• _ACTIVITY_
Having found the line that holds "the black and", give that line and all lines after it again, word for word, through the end of the data below.

• _TASK INPUTS_
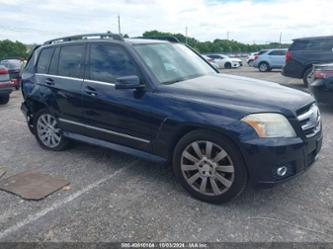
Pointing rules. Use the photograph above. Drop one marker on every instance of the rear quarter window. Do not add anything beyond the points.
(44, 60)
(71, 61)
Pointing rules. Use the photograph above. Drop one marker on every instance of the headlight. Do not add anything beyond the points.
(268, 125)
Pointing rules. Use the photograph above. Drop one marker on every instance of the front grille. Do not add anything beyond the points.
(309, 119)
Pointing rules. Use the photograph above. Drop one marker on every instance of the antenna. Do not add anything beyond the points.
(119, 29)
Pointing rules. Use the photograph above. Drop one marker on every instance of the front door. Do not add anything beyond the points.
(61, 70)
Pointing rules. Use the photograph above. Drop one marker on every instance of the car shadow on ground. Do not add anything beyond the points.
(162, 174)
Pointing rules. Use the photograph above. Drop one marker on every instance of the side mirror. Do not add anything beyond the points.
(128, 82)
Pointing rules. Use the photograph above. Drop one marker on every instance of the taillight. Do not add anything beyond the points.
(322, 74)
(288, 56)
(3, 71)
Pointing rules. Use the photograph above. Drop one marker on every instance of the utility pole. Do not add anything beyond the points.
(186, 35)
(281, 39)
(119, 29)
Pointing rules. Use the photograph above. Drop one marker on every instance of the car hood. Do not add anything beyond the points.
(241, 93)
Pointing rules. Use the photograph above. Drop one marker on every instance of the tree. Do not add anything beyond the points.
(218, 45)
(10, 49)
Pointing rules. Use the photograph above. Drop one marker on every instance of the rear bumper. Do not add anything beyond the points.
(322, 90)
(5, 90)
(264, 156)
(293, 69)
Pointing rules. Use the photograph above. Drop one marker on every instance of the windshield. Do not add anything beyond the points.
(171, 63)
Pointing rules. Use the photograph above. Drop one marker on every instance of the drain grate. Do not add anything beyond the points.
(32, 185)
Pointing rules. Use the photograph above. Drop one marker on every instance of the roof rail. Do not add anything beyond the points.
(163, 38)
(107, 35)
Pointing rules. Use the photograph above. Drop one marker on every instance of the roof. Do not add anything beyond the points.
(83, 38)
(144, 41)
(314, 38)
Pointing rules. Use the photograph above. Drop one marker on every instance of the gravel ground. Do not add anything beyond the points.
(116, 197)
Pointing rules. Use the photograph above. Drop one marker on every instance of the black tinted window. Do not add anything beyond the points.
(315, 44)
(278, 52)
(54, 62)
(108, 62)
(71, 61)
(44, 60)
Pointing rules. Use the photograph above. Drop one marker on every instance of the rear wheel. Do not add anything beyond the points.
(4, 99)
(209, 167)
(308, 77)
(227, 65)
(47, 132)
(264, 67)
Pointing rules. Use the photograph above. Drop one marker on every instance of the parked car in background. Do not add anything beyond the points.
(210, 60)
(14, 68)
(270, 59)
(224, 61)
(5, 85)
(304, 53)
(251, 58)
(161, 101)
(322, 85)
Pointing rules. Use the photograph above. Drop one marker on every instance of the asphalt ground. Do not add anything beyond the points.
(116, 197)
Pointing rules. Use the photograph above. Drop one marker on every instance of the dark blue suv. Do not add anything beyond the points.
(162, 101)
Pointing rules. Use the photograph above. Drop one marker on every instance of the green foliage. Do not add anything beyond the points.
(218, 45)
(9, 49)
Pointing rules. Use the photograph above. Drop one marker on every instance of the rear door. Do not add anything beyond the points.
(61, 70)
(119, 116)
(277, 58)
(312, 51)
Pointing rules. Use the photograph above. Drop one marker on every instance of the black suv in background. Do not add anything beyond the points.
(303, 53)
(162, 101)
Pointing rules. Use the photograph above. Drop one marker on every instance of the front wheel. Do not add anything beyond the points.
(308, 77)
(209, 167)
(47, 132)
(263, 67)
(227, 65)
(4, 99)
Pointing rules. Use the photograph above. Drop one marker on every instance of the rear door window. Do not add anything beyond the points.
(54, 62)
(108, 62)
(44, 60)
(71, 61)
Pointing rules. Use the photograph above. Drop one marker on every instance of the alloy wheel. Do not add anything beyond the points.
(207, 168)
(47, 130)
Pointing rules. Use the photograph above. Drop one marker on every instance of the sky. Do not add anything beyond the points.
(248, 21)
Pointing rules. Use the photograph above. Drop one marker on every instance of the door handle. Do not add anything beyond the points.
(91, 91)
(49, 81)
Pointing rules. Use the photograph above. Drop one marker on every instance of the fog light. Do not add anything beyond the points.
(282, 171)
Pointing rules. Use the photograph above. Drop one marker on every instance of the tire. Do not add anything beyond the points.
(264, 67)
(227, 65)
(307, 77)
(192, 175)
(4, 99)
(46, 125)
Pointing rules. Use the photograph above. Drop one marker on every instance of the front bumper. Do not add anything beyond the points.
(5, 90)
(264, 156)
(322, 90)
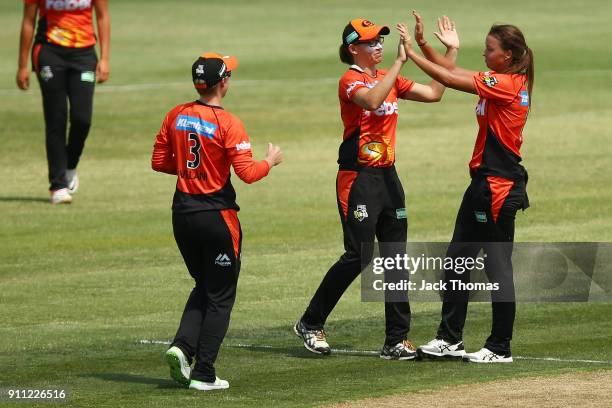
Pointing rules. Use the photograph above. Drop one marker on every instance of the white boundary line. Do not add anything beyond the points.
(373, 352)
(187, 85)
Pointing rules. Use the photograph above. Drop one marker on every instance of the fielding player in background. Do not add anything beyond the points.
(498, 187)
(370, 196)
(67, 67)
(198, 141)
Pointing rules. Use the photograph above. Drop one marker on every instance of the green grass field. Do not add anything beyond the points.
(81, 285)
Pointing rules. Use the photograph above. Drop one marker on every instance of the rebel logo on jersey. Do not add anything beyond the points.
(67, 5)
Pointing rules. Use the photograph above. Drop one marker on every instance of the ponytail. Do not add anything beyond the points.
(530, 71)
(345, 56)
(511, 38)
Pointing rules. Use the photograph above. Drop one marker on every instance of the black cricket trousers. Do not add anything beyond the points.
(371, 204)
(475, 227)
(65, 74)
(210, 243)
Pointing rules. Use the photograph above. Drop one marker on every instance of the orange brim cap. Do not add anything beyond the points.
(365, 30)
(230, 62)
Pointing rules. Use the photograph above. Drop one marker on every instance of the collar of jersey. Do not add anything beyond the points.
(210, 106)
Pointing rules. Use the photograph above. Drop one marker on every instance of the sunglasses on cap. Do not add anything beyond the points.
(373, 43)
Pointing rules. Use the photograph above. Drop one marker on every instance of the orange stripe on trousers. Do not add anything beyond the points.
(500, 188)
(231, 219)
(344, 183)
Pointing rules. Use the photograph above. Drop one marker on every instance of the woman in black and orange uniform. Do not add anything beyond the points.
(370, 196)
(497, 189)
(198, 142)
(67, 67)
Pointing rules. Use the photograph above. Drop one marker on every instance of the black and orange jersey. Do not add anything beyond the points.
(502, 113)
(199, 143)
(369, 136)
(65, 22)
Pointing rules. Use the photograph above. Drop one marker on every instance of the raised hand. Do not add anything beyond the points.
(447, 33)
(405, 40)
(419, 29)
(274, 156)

• _ANSWER TO THIS PROBLEM_
Pointing rules. Use the photograph above. Drop one marker on every instance of the black and orange jersey. Do not add anything beyond the points.
(502, 113)
(199, 143)
(369, 136)
(65, 22)
Pointing rules. Use the photograph above. Drop one marker on every instance of the raised hand. Do not add anything beyond the points.
(447, 33)
(405, 40)
(419, 29)
(274, 156)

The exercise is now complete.